TASK> The response must contain every line below in which "black" appears.

***

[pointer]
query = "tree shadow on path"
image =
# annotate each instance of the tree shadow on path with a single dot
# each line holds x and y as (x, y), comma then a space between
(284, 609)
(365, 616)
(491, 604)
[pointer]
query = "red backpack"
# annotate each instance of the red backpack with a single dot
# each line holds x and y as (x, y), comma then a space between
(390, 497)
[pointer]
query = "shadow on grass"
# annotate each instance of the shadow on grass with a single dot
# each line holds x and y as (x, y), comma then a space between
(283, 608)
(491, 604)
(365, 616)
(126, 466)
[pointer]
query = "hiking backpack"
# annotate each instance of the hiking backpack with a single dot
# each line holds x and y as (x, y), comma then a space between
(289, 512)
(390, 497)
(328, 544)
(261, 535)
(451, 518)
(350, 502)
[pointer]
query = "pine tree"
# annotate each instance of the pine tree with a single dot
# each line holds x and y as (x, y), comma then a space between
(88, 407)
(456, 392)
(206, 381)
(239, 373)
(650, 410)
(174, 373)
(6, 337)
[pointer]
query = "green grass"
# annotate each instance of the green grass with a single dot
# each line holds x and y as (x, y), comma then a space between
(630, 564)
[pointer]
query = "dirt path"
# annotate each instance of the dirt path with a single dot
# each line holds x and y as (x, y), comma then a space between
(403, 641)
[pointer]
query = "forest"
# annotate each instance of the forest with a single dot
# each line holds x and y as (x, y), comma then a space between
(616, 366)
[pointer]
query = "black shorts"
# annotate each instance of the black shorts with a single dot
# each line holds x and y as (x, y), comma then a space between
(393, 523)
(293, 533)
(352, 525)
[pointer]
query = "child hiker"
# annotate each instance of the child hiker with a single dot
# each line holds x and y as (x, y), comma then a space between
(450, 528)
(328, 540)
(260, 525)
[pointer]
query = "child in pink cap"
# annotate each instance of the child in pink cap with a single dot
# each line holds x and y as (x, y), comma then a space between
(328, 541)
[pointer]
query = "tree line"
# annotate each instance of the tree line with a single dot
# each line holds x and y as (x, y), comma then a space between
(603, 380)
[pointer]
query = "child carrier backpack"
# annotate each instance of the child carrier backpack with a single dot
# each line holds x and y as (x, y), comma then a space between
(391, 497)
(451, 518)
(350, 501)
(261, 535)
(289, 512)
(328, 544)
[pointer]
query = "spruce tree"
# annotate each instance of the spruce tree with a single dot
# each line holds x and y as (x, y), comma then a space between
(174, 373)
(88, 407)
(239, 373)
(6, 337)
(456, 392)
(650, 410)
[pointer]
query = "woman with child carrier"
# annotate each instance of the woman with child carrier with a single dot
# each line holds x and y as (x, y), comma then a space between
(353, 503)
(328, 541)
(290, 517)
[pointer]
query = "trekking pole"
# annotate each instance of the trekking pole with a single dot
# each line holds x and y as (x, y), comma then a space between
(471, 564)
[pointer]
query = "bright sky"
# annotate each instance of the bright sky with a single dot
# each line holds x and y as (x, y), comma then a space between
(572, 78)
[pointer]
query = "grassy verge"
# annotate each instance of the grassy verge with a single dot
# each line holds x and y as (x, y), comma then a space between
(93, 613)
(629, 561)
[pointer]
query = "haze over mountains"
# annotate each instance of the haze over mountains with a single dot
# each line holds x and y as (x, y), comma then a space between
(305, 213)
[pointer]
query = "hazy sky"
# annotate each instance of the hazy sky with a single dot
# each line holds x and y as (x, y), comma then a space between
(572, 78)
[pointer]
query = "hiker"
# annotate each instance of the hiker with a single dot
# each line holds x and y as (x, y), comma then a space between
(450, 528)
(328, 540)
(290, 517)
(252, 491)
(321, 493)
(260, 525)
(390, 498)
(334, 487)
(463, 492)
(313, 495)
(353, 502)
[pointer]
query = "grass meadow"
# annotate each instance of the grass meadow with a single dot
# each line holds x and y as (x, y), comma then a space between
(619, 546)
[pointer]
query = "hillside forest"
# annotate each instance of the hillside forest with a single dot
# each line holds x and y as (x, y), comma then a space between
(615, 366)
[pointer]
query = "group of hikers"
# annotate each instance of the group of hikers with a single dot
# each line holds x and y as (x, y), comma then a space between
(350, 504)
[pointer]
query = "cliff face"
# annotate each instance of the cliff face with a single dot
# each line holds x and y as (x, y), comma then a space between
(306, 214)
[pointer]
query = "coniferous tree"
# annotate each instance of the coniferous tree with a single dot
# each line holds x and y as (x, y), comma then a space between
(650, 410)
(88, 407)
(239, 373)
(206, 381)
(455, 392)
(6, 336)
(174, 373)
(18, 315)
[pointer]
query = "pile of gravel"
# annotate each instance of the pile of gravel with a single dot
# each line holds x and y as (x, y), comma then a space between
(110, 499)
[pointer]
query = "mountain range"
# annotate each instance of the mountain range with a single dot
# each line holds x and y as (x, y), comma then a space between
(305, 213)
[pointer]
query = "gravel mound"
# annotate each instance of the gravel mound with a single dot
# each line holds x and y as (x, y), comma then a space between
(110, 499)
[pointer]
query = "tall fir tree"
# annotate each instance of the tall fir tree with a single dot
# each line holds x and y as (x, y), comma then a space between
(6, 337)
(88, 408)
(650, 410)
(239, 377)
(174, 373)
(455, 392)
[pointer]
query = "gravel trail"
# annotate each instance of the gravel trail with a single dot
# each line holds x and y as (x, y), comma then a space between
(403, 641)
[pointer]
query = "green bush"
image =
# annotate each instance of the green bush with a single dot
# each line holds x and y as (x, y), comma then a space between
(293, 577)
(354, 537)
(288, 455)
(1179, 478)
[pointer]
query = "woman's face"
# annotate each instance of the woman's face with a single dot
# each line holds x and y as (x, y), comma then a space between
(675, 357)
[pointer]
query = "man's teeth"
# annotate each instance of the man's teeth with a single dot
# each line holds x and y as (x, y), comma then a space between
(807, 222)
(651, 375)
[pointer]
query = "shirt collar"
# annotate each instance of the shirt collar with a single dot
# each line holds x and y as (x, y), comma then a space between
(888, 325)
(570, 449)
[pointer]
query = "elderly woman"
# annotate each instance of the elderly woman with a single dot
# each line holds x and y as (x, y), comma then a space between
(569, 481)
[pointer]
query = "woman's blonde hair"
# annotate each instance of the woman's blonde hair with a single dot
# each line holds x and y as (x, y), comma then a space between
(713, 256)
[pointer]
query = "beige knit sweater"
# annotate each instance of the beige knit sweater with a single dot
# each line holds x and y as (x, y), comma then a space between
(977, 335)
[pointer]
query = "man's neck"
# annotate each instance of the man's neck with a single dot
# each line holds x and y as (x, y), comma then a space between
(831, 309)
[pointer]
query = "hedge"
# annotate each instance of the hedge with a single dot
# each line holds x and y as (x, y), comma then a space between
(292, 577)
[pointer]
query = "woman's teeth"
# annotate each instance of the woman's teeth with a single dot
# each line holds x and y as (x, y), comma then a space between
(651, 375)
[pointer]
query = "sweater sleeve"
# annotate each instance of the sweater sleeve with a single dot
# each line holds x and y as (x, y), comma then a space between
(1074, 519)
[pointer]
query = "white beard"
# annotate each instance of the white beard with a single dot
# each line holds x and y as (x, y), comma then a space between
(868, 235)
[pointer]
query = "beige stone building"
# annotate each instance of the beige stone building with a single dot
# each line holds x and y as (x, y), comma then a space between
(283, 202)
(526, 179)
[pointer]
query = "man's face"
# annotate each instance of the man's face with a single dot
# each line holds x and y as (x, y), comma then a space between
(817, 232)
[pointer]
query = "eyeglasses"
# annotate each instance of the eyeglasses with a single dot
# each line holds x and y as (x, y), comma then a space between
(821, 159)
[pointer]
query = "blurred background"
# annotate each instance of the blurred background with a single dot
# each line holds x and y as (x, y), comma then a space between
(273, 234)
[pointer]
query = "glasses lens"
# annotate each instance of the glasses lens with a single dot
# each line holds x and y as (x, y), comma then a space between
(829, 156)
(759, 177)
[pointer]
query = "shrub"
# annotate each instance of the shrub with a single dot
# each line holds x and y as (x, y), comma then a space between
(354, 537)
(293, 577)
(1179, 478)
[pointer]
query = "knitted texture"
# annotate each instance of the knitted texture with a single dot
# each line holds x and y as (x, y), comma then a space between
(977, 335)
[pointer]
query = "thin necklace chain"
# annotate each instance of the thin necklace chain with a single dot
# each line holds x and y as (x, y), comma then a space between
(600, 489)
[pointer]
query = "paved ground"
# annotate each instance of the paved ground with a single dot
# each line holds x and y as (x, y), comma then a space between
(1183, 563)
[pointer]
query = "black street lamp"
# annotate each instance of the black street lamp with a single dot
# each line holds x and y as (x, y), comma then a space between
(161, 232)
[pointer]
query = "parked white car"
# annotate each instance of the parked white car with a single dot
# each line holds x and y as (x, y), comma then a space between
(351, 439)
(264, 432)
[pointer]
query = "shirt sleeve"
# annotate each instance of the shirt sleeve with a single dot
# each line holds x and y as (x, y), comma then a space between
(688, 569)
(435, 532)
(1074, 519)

***

TASK RESPONSE>
query = "black shorts"
# annotate each instance of the black shorts with a single dot
query = "black street lamp"
# annotate each instance of the black street lamp with a single dot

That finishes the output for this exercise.